## Directions for this task
Return every row below that contains the word "wristband", copied in full. Matching is case-sensitive.

╭─ Material for this exercise

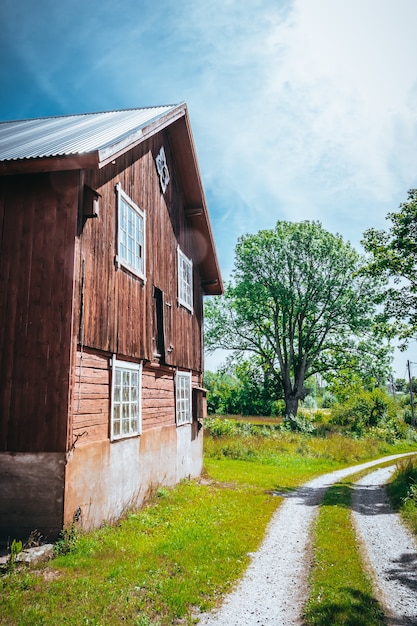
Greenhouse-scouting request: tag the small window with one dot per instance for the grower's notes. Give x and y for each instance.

╰─
╭─ Material for this exercise

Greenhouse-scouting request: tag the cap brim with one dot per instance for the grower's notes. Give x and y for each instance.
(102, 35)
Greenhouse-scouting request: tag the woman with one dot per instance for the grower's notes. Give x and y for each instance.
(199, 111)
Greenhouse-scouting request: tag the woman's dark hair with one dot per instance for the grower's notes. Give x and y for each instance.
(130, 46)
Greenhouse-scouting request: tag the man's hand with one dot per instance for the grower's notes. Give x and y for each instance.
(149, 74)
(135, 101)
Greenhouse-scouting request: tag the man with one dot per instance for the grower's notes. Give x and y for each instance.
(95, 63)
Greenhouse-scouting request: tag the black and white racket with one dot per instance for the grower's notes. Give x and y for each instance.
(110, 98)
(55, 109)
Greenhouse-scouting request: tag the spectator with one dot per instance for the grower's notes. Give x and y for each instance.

╰─
╭─ Material for this exercise

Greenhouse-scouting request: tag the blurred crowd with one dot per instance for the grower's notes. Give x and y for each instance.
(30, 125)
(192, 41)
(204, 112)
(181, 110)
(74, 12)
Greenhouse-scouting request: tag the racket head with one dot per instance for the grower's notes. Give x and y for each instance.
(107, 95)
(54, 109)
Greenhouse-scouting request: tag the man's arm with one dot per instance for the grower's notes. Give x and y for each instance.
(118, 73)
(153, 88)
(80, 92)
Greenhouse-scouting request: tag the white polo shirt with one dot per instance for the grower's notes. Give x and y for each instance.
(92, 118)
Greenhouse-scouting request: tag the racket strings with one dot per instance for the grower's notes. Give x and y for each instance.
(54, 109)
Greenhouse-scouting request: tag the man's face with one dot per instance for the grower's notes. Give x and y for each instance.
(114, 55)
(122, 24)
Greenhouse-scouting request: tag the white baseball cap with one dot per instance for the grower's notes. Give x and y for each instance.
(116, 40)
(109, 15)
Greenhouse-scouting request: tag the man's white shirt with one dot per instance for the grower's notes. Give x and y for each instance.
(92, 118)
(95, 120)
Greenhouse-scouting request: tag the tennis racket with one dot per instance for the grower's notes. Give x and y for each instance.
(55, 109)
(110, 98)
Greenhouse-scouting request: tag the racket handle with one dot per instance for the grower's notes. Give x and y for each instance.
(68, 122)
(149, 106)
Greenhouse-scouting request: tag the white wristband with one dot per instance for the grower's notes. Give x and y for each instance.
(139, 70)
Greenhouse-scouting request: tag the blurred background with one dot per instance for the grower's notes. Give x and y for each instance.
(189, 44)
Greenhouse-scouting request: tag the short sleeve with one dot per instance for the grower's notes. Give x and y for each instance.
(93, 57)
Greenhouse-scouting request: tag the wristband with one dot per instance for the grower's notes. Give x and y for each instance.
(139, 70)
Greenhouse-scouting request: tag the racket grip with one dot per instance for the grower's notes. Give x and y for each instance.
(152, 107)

╰─

## Completed task
Greenhouse-scouting request: tag the white wristband with one dot per instance for the grower's notes. Give x and y for each instance.
Greenhouse-scouting request: tag the wristband with one dot per instance for the grower's notes. Give x and y for each instance.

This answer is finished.